__What you need to do__. Please give the rows again from the start through the line holding "[[85, 251]]", inclusive, swapping "photo" for "image" and leaving everything else unchanged. Omit the pictures from your answer.

--- START ---

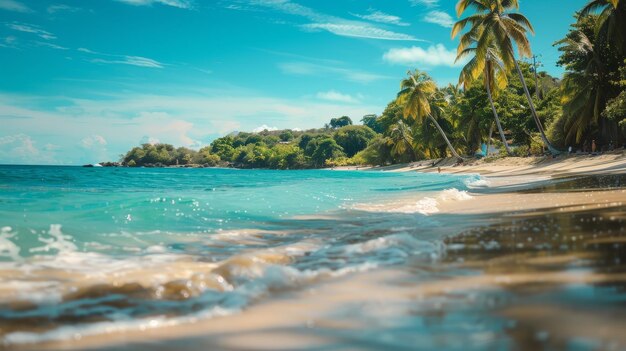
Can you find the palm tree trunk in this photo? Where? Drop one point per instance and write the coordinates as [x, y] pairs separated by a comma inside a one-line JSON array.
[[443, 134], [495, 114], [489, 140], [408, 144], [545, 140]]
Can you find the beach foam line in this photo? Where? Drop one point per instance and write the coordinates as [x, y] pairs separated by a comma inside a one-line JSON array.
[[426, 205]]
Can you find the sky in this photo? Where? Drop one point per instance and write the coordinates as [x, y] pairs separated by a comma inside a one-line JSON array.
[[85, 81]]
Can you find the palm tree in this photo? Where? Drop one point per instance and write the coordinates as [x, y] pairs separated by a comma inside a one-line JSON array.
[[611, 23], [415, 95], [401, 140], [497, 27], [494, 74], [585, 93]]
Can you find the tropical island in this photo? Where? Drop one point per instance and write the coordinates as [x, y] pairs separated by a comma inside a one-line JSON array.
[[491, 215], [501, 107]]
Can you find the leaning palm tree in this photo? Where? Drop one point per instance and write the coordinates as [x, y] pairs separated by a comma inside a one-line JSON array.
[[611, 25], [401, 140], [494, 74], [493, 20], [415, 95]]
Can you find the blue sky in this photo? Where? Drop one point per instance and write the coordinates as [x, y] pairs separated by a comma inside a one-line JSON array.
[[83, 81]]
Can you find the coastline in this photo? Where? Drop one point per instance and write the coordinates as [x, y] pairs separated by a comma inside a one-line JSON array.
[[307, 318]]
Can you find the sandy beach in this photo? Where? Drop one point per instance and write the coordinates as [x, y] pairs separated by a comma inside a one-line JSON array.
[[504, 243]]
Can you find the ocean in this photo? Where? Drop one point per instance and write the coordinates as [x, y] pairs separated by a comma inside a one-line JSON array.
[[85, 251]]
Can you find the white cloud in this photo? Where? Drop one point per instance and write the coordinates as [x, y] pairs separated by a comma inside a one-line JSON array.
[[122, 59], [428, 3], [381, 17], [333, 95], [92, 141], [62, 8], [184, 120], [359, 30], [439, 17], [321, 21], [50, 45], [264, 127], [434, 55], [29, 28], [132, 61], [149, 140], [22, 149], [12, 5], [183, 4], [313, 69]]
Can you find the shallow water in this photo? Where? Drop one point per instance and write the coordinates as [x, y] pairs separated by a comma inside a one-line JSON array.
[[319, 260], [85, 251]]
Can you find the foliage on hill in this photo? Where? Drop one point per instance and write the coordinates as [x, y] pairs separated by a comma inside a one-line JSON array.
[[425, 121]]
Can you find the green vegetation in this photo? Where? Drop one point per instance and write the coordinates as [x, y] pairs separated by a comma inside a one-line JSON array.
[[532, 112]]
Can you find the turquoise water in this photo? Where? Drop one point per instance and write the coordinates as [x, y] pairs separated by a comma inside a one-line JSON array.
[[92, 204], [86, 249]]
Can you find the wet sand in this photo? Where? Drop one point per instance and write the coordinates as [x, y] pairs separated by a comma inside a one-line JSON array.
[[536, 264]]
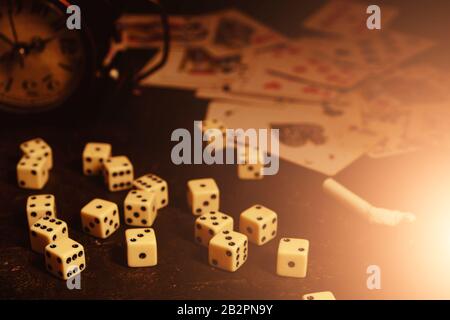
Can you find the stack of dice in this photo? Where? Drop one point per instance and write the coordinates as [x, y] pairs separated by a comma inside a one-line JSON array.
[[228, 249], [100, 218], [33, 169], [64, 257]]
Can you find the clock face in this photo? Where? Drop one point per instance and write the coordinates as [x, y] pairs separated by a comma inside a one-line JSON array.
[[41, 61]]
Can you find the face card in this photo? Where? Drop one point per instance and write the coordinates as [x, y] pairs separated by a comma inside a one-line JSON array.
[[310, 60], [308, 137], [235, 31], [258, 80], [196, 67], [347, 18]]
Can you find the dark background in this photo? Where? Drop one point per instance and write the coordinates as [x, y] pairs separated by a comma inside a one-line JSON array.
[[413, 258]]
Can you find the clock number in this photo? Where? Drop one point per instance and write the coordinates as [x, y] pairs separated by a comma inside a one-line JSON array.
[[50, 83], [7, 84], [30, 87]]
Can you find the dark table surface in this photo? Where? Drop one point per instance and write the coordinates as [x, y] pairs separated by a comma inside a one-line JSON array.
[[413, 258]]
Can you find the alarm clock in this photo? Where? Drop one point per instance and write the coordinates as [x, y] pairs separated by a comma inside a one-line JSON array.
[[43, 64]]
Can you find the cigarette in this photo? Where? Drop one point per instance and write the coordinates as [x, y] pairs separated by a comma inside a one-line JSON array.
[[356, 204], [347, 198]]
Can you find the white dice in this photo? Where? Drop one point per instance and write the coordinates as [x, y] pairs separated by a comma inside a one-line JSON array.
[[39, 206], [95, 155], [100, 218], [250, 163], [45, 231], [32, 172], [141, 247], [228, 250], [118, 173], [210, 224], [38, 148], [259, 224], [292, 257], [153, 183], [140, 208], [324, 295], [203, 196], [65, 258]]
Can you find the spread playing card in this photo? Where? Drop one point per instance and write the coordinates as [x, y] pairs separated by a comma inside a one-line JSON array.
[[308, 137], [195, 67], [338, 63], [235, 31], [146, 30]]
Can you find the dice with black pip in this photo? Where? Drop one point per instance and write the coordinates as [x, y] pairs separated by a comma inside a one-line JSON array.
[[45, 231], [95, 155], [100, 218], [38, 206], [118, 173], [65, 258], [140, 208], [152, 183], [203, 196]]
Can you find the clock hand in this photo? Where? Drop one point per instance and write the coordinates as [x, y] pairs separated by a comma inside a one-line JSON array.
[[11, 21]]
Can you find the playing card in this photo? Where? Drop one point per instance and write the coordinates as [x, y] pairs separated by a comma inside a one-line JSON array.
[[347, 18], [236, 31], [257, 80], [311, 61], [308, 136], [146, 31], [255, 99], [196, 67], [338, 63]]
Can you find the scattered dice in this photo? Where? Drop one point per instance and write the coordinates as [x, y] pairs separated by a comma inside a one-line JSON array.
[[141, 247], [203, 196], [32, 172], [211, 128], [228, 250], [292, 257], [325, 295], [140, 208], [118, 173], [153, 183], [259, 224], [210, 224], [100, 218], [38, 148], [65, 258], [45, 231], [95, 155], [39, 206], [250, 163]]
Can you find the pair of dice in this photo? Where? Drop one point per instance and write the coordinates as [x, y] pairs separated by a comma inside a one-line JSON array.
[[64, 257], [250, 159], [100, 218], [257, 224], [118, 172], [33, 169]]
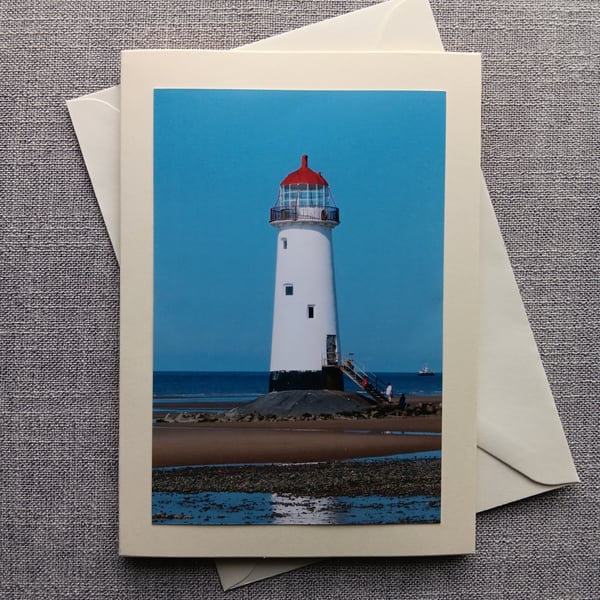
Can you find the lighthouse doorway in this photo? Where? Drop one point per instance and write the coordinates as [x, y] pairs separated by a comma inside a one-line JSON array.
[[331, 350]]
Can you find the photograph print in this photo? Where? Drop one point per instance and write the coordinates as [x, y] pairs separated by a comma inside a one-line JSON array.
[[298, 304]]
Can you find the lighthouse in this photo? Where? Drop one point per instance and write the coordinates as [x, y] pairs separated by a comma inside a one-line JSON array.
[[305, 346]]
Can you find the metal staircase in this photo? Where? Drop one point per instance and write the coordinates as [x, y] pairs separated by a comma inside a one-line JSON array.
[[368, 382]]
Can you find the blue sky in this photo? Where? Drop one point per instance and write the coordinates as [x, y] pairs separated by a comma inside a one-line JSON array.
[[219, 158]]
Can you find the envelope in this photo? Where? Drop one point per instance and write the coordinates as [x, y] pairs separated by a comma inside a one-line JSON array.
[[522, 450]]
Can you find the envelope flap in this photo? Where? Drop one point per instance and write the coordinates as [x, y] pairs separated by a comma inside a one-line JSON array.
[[394, 25], [96, 119], [518, 422], [236, 572]]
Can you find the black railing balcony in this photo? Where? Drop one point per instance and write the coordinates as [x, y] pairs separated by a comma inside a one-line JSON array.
[[329, 214]]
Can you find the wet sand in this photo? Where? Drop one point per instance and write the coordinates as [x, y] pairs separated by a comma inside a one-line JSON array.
[[221, 443]]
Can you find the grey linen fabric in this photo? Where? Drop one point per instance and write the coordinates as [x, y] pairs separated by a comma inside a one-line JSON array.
[[59, 318]]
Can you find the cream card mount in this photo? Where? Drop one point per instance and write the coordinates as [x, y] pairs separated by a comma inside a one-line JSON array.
[[457, 78]]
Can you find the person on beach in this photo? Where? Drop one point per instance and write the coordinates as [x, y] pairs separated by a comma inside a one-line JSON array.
[[402, 401]]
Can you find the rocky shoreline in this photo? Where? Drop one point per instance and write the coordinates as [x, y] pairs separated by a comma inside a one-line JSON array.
[[389, 478], [373, 412]]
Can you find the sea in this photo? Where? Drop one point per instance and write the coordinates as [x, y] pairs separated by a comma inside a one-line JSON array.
[[177, 388], [219, 391]]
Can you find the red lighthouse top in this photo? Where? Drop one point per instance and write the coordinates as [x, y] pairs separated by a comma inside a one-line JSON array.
[[304, 175]]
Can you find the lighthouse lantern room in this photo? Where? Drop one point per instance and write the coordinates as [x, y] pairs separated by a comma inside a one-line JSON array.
[[305, 344]]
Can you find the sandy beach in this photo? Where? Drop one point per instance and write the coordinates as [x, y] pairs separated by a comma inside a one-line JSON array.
[[221, 443]]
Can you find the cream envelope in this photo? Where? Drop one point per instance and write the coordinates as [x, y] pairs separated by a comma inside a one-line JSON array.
[[522, 450]]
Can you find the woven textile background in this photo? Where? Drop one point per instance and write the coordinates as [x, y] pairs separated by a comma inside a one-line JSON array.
[[60, 296]]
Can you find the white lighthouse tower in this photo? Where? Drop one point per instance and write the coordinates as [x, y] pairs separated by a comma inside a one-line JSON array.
[[305, 344]]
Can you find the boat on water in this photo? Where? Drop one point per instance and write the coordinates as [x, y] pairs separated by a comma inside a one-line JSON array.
[[426, 371]]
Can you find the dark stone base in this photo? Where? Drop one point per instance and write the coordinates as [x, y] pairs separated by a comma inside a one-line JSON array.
[[328, 378]]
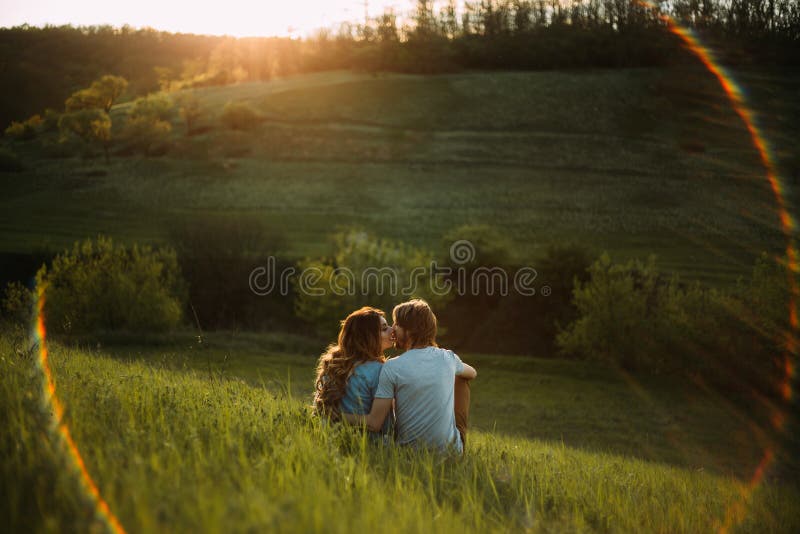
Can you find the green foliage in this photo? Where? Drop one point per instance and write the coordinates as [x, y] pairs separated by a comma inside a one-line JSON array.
[[91, 125], [217, 255], [239, 116], [100, 95], [364, 271], [23, 131], [9, 161], [626, 312], [149, 124], [99, 286], [630, 315], [17, 304], [492, 248]]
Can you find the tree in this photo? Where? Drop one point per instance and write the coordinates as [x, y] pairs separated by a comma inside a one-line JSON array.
[[101, 94], [364, 271], [189, 109], [93, 126], [149, 124]]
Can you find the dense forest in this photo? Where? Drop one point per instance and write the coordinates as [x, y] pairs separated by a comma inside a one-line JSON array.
[[41, 66]]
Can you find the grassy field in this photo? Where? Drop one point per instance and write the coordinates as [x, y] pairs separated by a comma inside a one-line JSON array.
[[633, 162], [217, 437]]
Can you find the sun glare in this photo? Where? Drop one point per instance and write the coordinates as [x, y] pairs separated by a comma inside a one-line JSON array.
[[239, 18]]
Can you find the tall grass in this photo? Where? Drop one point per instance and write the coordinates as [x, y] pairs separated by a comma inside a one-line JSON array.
[[183, 450]]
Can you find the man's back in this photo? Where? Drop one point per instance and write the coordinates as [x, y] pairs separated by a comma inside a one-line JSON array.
[[422, 381]]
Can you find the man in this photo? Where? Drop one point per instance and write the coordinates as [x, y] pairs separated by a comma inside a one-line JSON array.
[[430, 385]]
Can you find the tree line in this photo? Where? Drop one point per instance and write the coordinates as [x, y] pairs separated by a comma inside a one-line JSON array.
[[42, 66]]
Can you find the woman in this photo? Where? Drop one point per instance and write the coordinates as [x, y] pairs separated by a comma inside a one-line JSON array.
[[347, 373]]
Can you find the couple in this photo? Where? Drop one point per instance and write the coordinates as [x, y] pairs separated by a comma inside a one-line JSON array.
[[427, 386]]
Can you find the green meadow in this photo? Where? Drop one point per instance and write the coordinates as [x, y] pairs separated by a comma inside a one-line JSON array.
[[218, 437], [634, 161], [214, 433]]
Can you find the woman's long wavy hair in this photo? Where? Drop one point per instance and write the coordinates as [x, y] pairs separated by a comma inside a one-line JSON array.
[[359, 341]]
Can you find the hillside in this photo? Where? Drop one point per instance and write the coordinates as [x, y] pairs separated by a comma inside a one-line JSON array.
[[173, 444], [630, 161]]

--- END ---

__Completed exercise__.
Can you find the palm tree trunk in this image? Where? Drop one point per instance and write the coordinates as [x, y] pairs separated by a comma inside a one-line JSON array.
[[443, 134], [495, 114], [489, 140], [408, 144], [545, 140]]
Can you find the beach foam line in this image? Where? Drop one point per instance and write the coordinates as [x, y] pairs separated by a comma inside a one-line JSON array.
[[426, 205]]
Can you find the sky in this image? Where? Drop one point per instance and write the coordinates as [x, y] pairs separated by a comma inside a one-line JSON array.
[[85, 81]]
Can you find the palm tree in this image? Where? Drop one point per instance and write the coordinates as [x, y] pairs separated by a comma inside a one-line JSON array.
[[611, 23], [415, 95], [401, 140], [497, 27], [494, 74], [585, 93]]
Can you find the tropical island in this image? Where? Drop one point per instance and write the coordinates as [x, y] pairs separated by a comma inside a one-line JSON array.
[[491, 215], [501, 107]]
Can you find the leaning palm tree in this image? Where? Drop one point per instance and write the coordinates as [x, y] pairs separated by a comma inside a one-line JSON array.
[[611, 25], [401, 140], [494, 74], [493, 20], [415, 95]]
Can you find the blue sky in this image? Where? Drop one point per instance and write the coordinates as [x, y] pairs separated by a comma inside a one-line JSON array.
[[83, 81]]
Can you find the coastline in this image? Where? Drop one point per instance and write the coordinates as [x, y] pairs separated by a comma inside a one-line JSON array.
[[307, 318]]
Can you find the sandy beach in this image? Where? Drop one point per instance and write the coordinates as [x, y] pairs separated by a comma inside a one-line JSON array.
[[504, 243]]
Can you find the ocean in this image? Where? Drop one point per instance and write the coordinates as [x, y] pairs separated by a comma inside a one-line JSON array.
[[85, 251]]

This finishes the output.